• [AIM]: Repeat the lines from the start of the records through the line containing "x=69, y=612", inclusive, swapping "flower bud" for "closed bud" and leaving everything else unchanged. Leave the pictures out of your answer.

• [RECORDS FOR THIS TASK]:
※
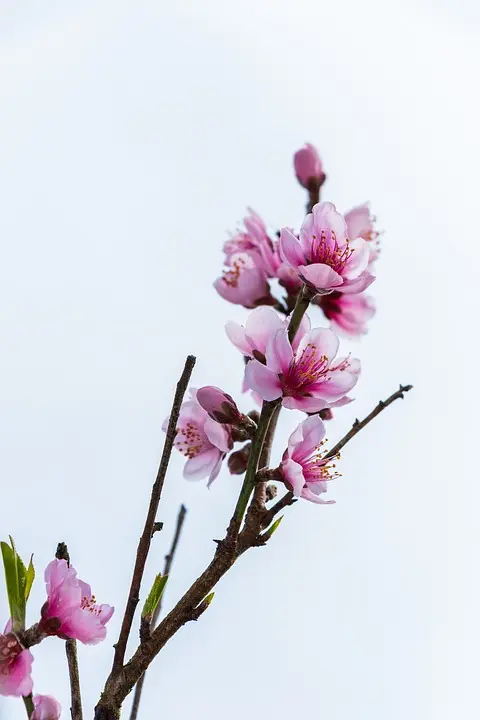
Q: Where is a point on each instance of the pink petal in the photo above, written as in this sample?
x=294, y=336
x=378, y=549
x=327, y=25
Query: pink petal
x=201, y=465
x=293, y=473
x=290, y=249
x=321, y=277
x=261, y=324
x=263, y=381
x=307, y=494
x=323, y=340
x=217, y=434
x=279, y=352
x=305, y=403
x=357, y=285
x=236, y=335
x=17, y=680
x=358, y=260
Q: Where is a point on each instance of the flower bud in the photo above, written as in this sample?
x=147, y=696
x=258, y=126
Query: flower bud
x=308, y=167
x=220, y=406
x=237, y=461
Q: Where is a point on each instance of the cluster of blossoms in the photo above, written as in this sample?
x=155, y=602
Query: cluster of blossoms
x=333, y=254
x=329, y=263
x=69, y=612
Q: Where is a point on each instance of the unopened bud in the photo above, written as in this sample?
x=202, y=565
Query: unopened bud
x=308, y=167
x=271, y=492
x=220, y=406
x=237, y=461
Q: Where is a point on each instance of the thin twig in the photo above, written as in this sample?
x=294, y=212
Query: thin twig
x=145, y=540
x=166, y=571
x=359, y=425
x=288, y=498
x=71, y=653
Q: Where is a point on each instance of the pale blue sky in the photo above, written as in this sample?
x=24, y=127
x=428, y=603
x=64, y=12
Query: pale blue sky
x=133, y=135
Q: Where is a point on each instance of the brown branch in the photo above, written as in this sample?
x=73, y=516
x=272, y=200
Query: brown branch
x=359, y=425
x=72, y=657
x=145, y=540
x=166, y=571
x=288, y=498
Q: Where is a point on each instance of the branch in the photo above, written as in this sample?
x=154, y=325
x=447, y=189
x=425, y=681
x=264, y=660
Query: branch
x=289, y=498
x=166, y=571
x=145, y=540
x=71, y=653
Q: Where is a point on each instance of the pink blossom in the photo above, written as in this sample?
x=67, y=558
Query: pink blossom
x=15, y=666
x=308, y=167
x=323, y=256
x=360, y=223
x=202, y=440
x=348, y=314
x=256, y=242
x=46, y=708
x=71, y=611
x=243, y=282
x=220, y=407
x=308, y=377
x=304, y=468
x=261, y=325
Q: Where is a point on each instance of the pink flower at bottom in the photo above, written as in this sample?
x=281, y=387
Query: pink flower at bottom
x=71, y=611
x=46, y=708
x=304, y=469
x=202, y=440
x=309, y=378
x=348, y=313
x=15, y=667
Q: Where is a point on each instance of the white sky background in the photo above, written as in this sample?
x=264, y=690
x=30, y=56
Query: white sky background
x=132, y=136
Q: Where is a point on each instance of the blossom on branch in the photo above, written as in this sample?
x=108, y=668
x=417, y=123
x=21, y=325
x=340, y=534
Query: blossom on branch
x=307, y=377
x=15, y=666
x=348, y=314
x=46, y=708
x=323, y=255
x=71, y=611
x=304, y=469
x=202, y=440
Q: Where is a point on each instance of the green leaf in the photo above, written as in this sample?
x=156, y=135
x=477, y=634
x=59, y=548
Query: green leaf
x=268, y=533
x=30, y=578
x=154, y=596
x=19, y=582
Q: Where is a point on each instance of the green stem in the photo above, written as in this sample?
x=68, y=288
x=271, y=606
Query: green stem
x=301, y=306
x=268, y=408
x=29, y=706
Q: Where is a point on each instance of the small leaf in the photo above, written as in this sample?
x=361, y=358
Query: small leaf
x=154, y=596
x=268, y=533
x=30, y=578
x=208, y=599
x=15, y=577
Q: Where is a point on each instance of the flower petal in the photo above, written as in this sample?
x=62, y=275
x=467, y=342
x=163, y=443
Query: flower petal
x=321, y=277
x=236, y=335
x=263, y=381
x=279, y=352
x=290, y=249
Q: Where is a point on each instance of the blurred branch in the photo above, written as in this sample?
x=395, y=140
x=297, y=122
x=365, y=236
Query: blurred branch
x=145, y=540
x=166, y=571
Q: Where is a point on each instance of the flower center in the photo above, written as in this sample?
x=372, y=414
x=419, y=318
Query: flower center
x=304, y=371
x=329, y=252
x=190, y=440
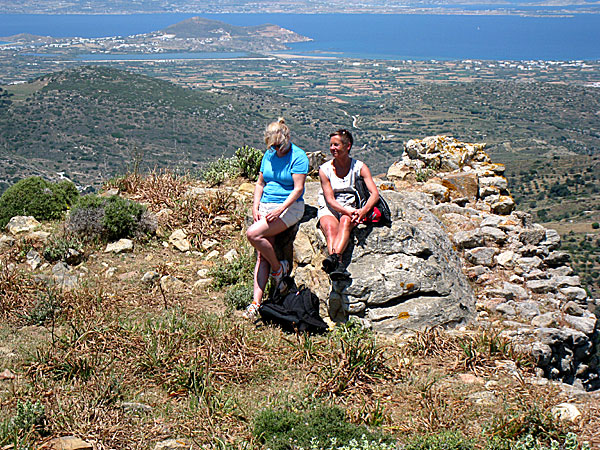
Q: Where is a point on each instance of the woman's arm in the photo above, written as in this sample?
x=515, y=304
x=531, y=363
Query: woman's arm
x=373, y=199
x=330, y=197
x=299, y=179
x=258, y=189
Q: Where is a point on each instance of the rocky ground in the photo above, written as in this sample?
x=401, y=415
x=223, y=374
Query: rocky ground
x=457, y=256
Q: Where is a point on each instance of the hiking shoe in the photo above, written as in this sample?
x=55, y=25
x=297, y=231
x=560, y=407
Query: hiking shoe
x=331, y=263
x=339, y=274
x=283, y=272
x=251, y=312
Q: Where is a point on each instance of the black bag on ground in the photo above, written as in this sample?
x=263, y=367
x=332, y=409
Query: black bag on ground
x=381, y=205
x=297, y=310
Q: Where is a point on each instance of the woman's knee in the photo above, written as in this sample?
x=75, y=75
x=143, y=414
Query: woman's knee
x=346, y=222
x=253, y=233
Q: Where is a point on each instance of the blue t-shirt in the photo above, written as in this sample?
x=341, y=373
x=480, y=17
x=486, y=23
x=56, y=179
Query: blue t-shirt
x=277, y=173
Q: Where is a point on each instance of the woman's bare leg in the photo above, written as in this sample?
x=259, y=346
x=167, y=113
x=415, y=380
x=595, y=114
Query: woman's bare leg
x=329, y=225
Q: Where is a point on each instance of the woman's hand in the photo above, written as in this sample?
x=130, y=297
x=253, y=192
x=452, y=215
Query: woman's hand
x=358, y=215
x=255, y=214
x=274, y=214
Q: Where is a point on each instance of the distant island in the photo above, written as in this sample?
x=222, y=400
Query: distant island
x=196, y=34
x=514, y=7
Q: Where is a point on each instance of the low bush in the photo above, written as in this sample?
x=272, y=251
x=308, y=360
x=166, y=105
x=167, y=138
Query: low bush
x=60, y=247
x=29, y=418
x=249, y=160
x=239, y=296
x=446, y=440
x=239, y=270
x=37, y=197
x=245, y=163
x=220, y=170
x=282, y=429
x=109, y=218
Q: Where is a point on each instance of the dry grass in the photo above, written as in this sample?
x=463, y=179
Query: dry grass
x=203, y=376
x=199, y=215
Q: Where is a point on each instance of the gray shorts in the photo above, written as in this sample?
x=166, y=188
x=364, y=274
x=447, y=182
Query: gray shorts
x=289, y=216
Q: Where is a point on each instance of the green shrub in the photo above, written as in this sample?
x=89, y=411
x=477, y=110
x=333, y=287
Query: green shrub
x=239, y=296
x=283, y=429
x=37, y=197
x=29, y=417
x=530, y=443
x=220, y=170
x=446, y=440
x=58, y=248
x=238, y=271
x=109, y=218
x=249, y=160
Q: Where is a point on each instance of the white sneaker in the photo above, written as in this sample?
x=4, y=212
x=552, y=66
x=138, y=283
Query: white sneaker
x=251, y=312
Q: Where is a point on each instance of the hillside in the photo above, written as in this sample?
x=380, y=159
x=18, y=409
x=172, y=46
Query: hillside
x=93, y=123
x=142, y=348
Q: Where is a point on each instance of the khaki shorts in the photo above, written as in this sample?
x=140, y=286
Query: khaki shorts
x=327, y=211
x=289, y=216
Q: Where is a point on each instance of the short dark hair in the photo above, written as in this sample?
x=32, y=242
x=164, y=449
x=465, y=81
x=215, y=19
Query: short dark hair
x=344, y=135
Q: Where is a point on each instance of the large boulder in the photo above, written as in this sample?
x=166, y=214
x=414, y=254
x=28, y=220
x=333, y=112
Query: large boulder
x=402, y=277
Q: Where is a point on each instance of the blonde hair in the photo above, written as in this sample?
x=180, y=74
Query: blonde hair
x=277, y=133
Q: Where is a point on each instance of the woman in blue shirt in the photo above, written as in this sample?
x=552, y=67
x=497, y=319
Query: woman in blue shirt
x=278, y=204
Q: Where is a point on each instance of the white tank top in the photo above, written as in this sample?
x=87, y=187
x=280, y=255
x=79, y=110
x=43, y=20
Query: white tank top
x=341, y=186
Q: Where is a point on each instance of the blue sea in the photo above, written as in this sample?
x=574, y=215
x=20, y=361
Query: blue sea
x=368, y=36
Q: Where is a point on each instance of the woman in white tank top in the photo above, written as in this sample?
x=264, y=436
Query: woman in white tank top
x=338, y=210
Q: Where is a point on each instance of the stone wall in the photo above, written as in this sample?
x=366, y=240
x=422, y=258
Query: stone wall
x=458, y=252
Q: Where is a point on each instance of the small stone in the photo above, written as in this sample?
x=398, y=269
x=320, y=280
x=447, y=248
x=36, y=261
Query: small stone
x=209, y=243
x=121, y=246
x=170, y=283
x=202, y=284
x=22, y=224
x=178, y=239
x=110, y=193
x=38, y=237
x=566, y=411
x=506, y=309
x=136, y=407
x=586, y=325
x=6, y=241
x=212, y=255
x=573, y=309
x=247, y=188
x=541, y=286
x=203, y=272
x=469, y=378
x=468, y=239
x=546, y=320
x=68, y=443
x=555, y=259
x=172, y=444
x=33, y=259
x=7, y=375
x=481, y=256
x=150, y=276
x=506, y=259
x=504, y=205
x=532, y=236
x=528, y=310
x=494, y=235
x=231, y=255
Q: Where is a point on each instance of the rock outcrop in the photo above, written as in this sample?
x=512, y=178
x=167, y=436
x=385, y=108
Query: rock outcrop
x=402, y=277
x=454, y=217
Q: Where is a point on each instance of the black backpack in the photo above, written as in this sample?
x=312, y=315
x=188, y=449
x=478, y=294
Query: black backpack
x=296, y=310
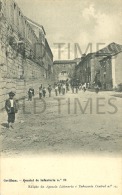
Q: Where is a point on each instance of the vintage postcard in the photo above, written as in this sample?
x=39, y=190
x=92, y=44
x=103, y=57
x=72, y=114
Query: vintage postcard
x=60, y=97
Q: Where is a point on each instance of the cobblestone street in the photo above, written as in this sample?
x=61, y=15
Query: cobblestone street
x=71, y=130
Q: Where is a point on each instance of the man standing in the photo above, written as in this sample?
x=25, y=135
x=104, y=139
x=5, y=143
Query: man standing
x=11, y=107
x=49, y=90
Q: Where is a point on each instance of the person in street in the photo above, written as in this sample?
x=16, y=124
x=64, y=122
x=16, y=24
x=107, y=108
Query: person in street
x=49, y=90
x=40, y=92
x=59, y=88
x=56, y=90
x=11, y=107
x=67, y=86
x=97, y=89
x=63, y=89
x=30, y=94
x=44, y=91
x=84, y=87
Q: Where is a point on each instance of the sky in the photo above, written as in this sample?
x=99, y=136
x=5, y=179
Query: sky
x=76, y=23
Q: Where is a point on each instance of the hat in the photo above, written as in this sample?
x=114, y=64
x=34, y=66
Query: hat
x=11, y=93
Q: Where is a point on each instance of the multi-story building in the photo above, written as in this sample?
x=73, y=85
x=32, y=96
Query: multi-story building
x=64, y=69
x=22, y=37
x=104, y=66
x=25, y=56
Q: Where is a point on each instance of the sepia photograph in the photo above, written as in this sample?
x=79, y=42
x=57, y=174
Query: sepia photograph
x=60, y=97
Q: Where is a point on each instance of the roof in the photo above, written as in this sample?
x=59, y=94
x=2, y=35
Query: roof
x=64, y=62
x=111, y=49
x=36, y=24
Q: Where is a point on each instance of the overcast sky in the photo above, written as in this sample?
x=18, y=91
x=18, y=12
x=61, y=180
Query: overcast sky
x=76, y=21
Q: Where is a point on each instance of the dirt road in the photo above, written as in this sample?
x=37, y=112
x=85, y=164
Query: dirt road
x=75, y=123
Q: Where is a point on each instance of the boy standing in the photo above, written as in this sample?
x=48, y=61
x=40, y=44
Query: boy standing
x=11, y=107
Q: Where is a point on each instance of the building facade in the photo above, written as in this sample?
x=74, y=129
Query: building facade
x=103, y=66
x=25, y=56
x=64, y=69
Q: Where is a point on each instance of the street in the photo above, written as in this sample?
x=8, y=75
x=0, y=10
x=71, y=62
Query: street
x=86, y=123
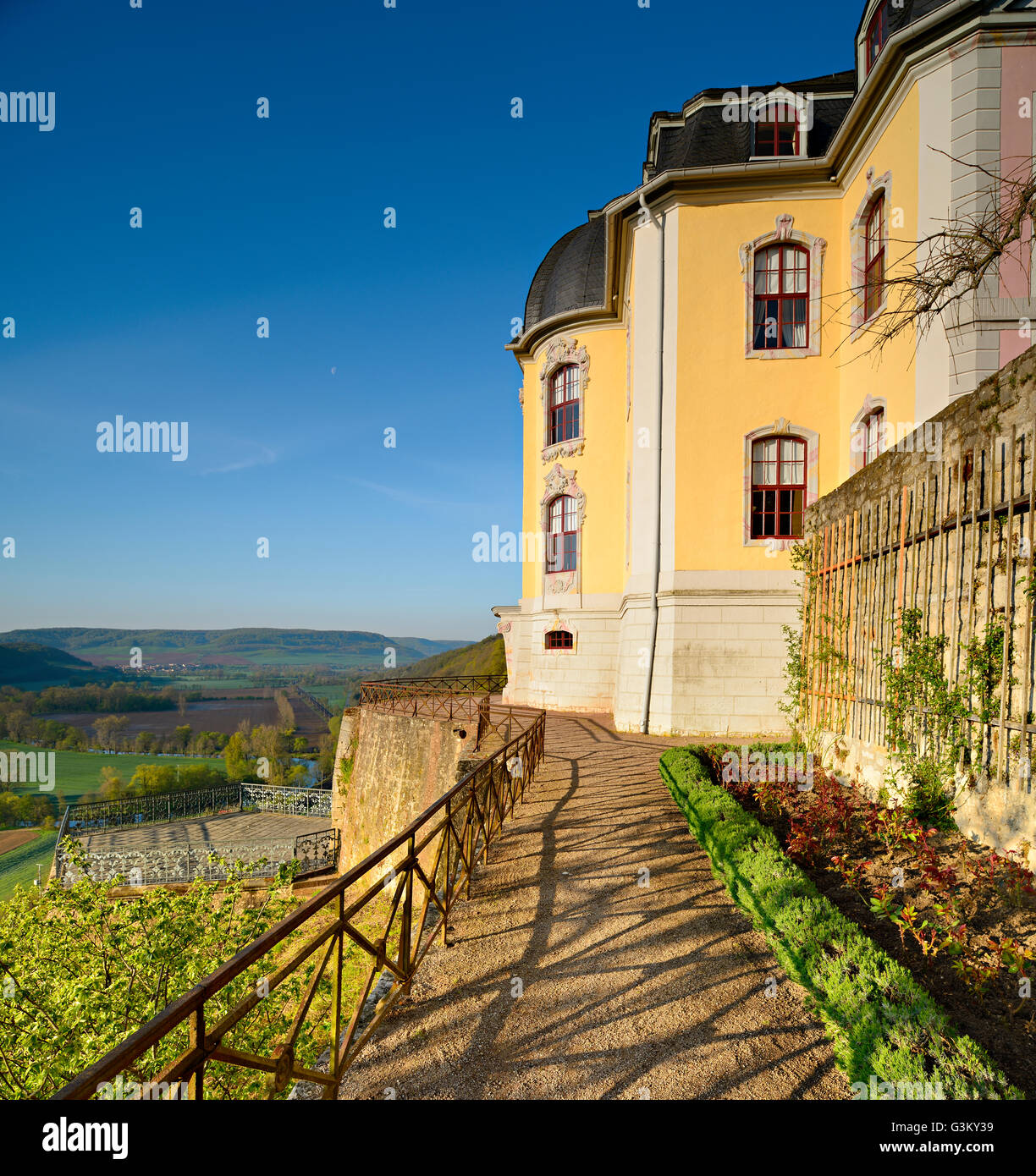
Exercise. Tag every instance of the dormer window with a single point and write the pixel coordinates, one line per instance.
(780, 121)
(878, 33)
(778, 136)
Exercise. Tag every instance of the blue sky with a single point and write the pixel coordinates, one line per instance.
(283, 217)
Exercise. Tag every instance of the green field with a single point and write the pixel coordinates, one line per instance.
(333, 696)
(18, 867)
(78, 772)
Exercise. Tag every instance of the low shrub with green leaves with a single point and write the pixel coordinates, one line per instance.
(879, 1019)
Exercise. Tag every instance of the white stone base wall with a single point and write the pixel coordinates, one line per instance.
(719, 657)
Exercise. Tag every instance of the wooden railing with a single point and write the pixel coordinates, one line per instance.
(433, 697)
(296, 974)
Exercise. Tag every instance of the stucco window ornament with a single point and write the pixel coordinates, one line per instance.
※
• [FINISHED ANSWER]:
Q: Where is a point on each instance of the pink petal in the photo above, written as in this sample?
x=294, y=336
x=378, y=549
x=327, y=25
Query: pink petal
x=201, y=465
x=293, y=473
x=290, y=249
x=321, y=277
x=261, y=324
x=263, y=381
x=307, y=494
x=323, y=340
x=217, y=434
x=279, y=352
x=305, y=403
x=357, y=285
x=236, y=335
x=17, y=680
x=358, y=260
Q: Where is a point on each instance of the closed bud in the photo above, written as in this sample?
x=147, y=696
x=258, y=126
Query: closed bud
x=308, y=167
x=220, y=406
x=237, y=461
Q: Where is a point on each instance of the cluster of blossoms in the photo above, written as in this sample?
x=155, y=602
Query: cluster of blossoms
x=333, y=254
x=329, y=263
x=69, y=612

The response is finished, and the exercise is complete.